┌─ Quoted text

Raku / problem-solving

🦋 Problem Solving, a repo for handling problems that require review, deliberation and possibly debate
Artistic License 2.0
70 stars 16 forks source link

Allomorphs are an interface drug #404

Open 0rir opened 11 months ago

0rir commented 11 months ago

%*SUB-MAIN-OPTS<coerce-allomorphs-to> seems to address part of a problem. That problem is that allomorphs are only great when you need them, which is likely an external interface. When writing strictly typed OO they can be an unwanted type.

no allomorphs, use coerce-allomorphs numerically, and use coerce-allomorphs Str are hints to possible changes, while use allomorphs and no coerce-allomorphs could restate current behavior.

Just one scenario:

Given a bunch of multi X( Int $a) {...}; multi X( Str $a) {...} a pragma around them, and/or upstream in the data flow, could be a concise fix for multiple ambiguous calls.

In simple cases, a pragma might alter my @a = < 1 2.1 3> to either side. It is a coarsely grained approach to the generalized task.

librasteve commented 11 months ago

yeah, allomorphs are a shady area, I agree

imo, you have this situation:

since we want to adhere to the Liskov Substitution Principle (LSP), then an IntStr Allomorph is Int and is Str since it is formally a child of Int and Str ... so actually it is well behaved in a strict type system

this best I can think of to weed out Allomorphs (if you want to suppress this flexibility) is this:

multi frob( IntStr $a) { nextwith $a.Int };

or maybe

subset NAllo of Int where * !~~ Allomorph;
multi frob(NAllo $a) { dd $a }

I do get that a coercion in the form Int(Allomorph) or maybe Int() would be nicer instead of a subset (or where clause), but I also think this would break the LSP (which is a facet of strict typing / SOLID principles after all) so I can understand that raku is compliant to that model

PS. fwiw X is not a good name for a sub

2colours commented 11 months ago

since we want to adhere to the Liskov Substitution Principle (LSP), then an IntStr Allomorph is Int and is Str since it is formally a child of Int and Str ... so actually it is well behaved in a strict type system

Could be that I'm misunderstanding LSP but I think Allomorphs actually violate it, quite inevitably. <0e10> represents a NumStr which is a Str. That means I can substitute it in for any part of the Str "interface", right? So I perform an empty check by calling .so and (wrongly!) conclude that it's empty. Then for good measure I call .chars and suddenly get 4. How can a string both look empty and have 4 characters?

└─
┌─ Supplied information

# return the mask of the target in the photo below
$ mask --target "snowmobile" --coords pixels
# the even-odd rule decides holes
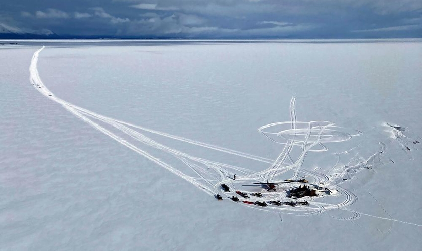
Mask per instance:
[[[283,203],[284,205],[287,205],[291,206],[294,206],[296,204],[296,202],[293,202],[293,201],[284,201]]]
[[[225,192],[230,192],[230,190],[229,189],[229,187],[227,186],[227,185],[225,184],[222,184],[221,187],[223,188],[223,190],[224,190]]]
[[[275,205],[276,206],[281,206],[281,202],[279,200],[273,200],[272,201],[268,201],[268,203],[271,205]]]
[[[287,180],[284,180],[284,181],[288,181],[289,182],[300,182],[301,183],[307,183],[309,182],[309,181],[308,181],[307,180],[306,180],[304,179],[300,179],[299,180],[290,180],[290,179],[287,179]]]
[[[249,196],[248,196],[248,194],[246,193],[242,193],[240,191],[236,191],[236,193],[243,198],[249,198]]]
[[[263,201],[262,202],[261,201],[255,201],[255,203],[254,203],[254,204],[255,204],[257,206],[263,206],[263,207],[267,206],[267,203],[266,203],[265,201]]]
[[[316,196],[316,191],[311,189],[309,186],[306,186],[306,185],[303,185],[303,187],[302,187],[302,186],[299,186],[297,188],[291,189],[287,197],[291,198],[291,196],[293,196],[296,198],[302,198],[304,196]]]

└─

What the exercise asks -
Reproduce the passage of the forum thread on allomorphs that starts at "Open 0rir opened" and ends at "the generalized task.", keeping its wording, spelling and punctuation unchanged.

Response -
Open 0rir opened 11 months ago

0rir commented 11 months ago

%*SUB-MAIN-OPTS<coerce-allomorphs-to> seems to address part of a problem. That problem is that allomorphs are only great when you need them, which is likely an external interface. When writing strictly typed OO they can be an unwanted type.

no allomorphs, use coerce-allomorphs numerically, and use coerce-allomorphs Str are hints to possible changes, while use allomorphs and no coerce-allomorphs could restate current behavior.

Just one scenario:

Given a bunch of multi X( Int $a) {...}; multi X( Str $a) {...} a pragma around them, and/or upstream in the data flow, could be a concise fix for multiple ambiguous calls.

In simple cases, a pragma might alter my @a = < 1 2.1 3> to either side. It is a coarsely grained approach to the generalized task.